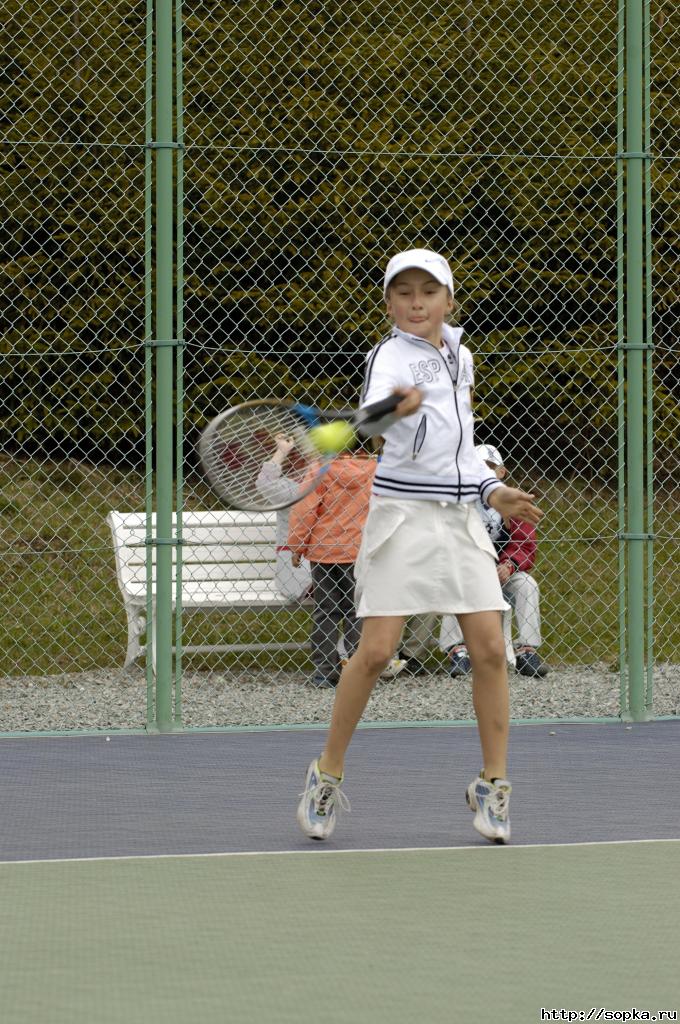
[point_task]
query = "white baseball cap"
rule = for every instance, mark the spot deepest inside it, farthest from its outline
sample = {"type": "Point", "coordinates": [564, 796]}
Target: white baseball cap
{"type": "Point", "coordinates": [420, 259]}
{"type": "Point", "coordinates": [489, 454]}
....
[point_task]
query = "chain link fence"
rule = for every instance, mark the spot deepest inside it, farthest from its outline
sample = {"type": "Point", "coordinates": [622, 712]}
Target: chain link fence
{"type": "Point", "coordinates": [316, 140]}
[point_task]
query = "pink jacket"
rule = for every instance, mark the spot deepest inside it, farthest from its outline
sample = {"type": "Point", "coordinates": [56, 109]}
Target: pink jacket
....
Give the number of lines in the items above that contain the word "jacket". Reply with only the number.

* [COMPLETE ANSWER]: 2